Texto fornecido>
- - -

O físico de Interstellar

A estreia do último filme de Christopher Nolan teve marketing arrojado. Além de podermos ver Interstellar como se estivéssemos de facto encapsulados numa odisseia espacial – Nolan recorreu à tecnologia Imax – ou de termos ‘experiências’ em 3D, somos seduzidos pela perspectiva de podermos viajar no tempo.

O físico de Interstellar

Mas os marqueteiros de Interstellar não se esqueceram do principal. É que o filme é dos poucos blockbusters ou sagas espaciais de ficção científica que não descura o rigor científico. Nolan não teve dúvidas desde o início da produção e recorreu ao físico norte-americano Kip Thorne como conselheiro científico e produtor executivo.

Daí que a mais recente aventura do autor de A Origem ou de dois exemplares da série Batman já seja colocada pela crítica ao lado de outras duas referências cinematográficas, 2001 – Odisseia no Espaço ou Contacto. Salvaguardadas as diferenças de enredo e tecnologias aplicadas, ambas tiveram forte cunho científico – Arthur C. Clarke elaborou o argumento da primeira com Stanley Kubrick, enquanto a segunda adaptava a única obra de ficção escrita pelo cientista e divulgador Carl Sagan.

Kip Thorne aceitou logo o desafio de Nolan, o ano passado. Afinal, no centro da sua investigação está, justamente, a possibilidade de um dia podermos viajar no tempo. “A possibilidade de um dia podermos recuar no tempo está relacionada directamente com a lei da gravidade quântica. Estamos a algumas décadas de a entender de uma maneira clara, uns 20 ou 30 anos, mas pode ser mais cedo”, disse, numa entrevista ao diário britânico Guardian.

Thorne é um dos herdeiros directos de Einstein e o seu trabalho tem-se desenvolvido em torno das origens do universo, de buracos negros ou dos chamados wormholes. E estes últimos estão no centro da intriga do filme. Segundo o site do Observatório Astronómico de Lisboa, um wormhole (à letra ‘buraco de verme’) “é um atalho hipotético que liga duas regiões de um espaço-tempo”. Ou seja, entramos em 2014 de um lado e saímos do outro em, digamos, 1914. A explicação torna-se mais complexa a partir daqui, e poderia servir, neste ponto, de ‘spoiler’ ao filme.

- - -

Dados disponíveis>
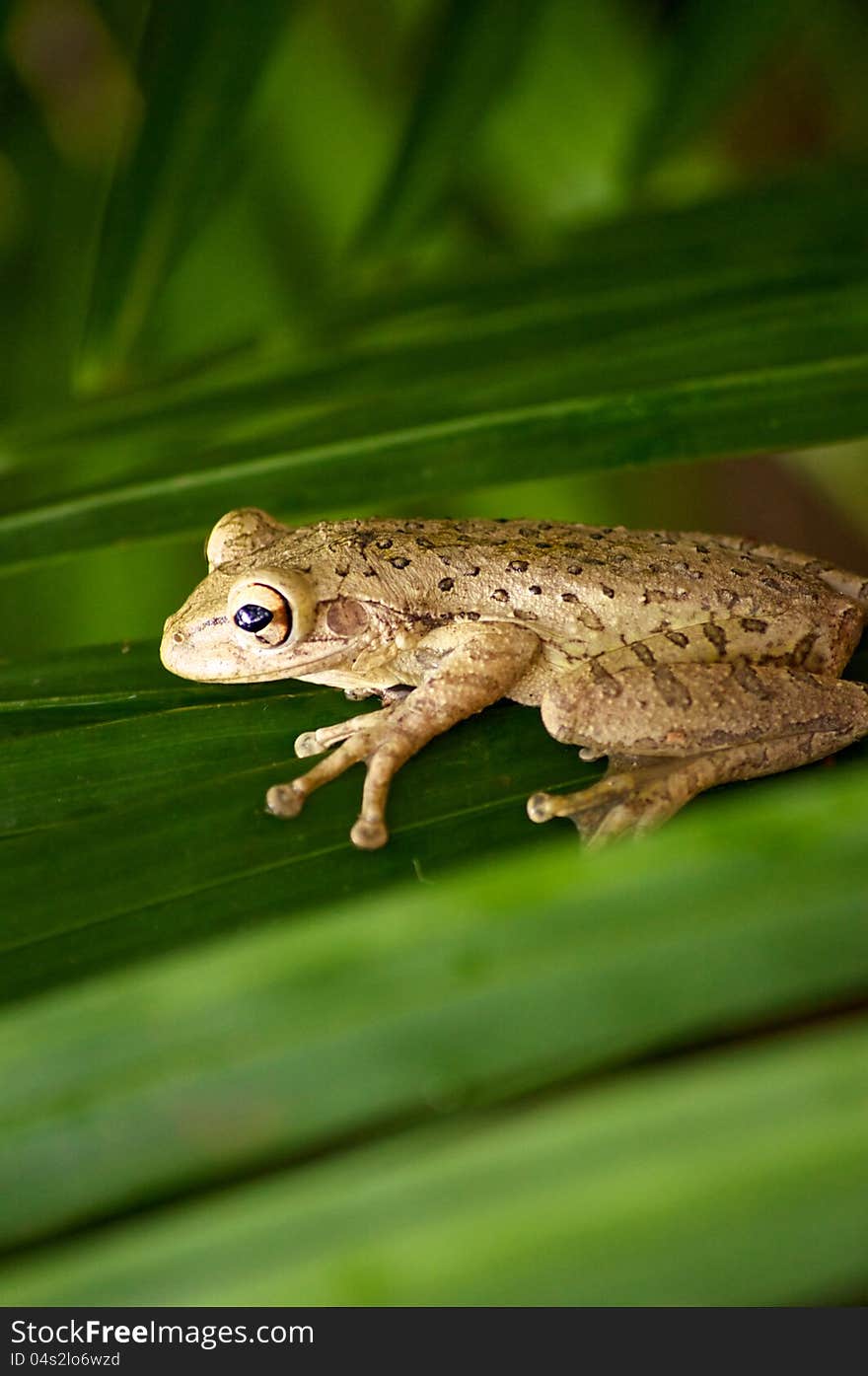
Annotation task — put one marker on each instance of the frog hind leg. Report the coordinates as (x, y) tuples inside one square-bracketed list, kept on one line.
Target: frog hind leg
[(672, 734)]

- - -

Requisitos>
Copie sem alterações o trecho do texto sobre o físico de Interstellar entre "Thorne é um" e "de ‘spoiler’ ao filme.", incluindo ambos.

Resolução da tarefa>
Thorne é um dos herdeiros directos de Einstein e o seu trabalho tem-se desenvolvido em torno das origens do universo, de buracos negros ou dos chamados wormholes. E estes últimos estão no centro da intriga do filme. Segundo o site do Observatório Astronómico de Lisboa, um wormhole (à letra ‘buraco de verme’) “é um atalho hipotético que liga duas regiões de um espaço-tempo”. Ou seja, entramos em 2014 de um lado e saímos do outro em, digamos, 1914. A explicação torna-se mais complexa a partir daqui, e poderia servir, neste ponto, de ‘spoiler’ ao filme.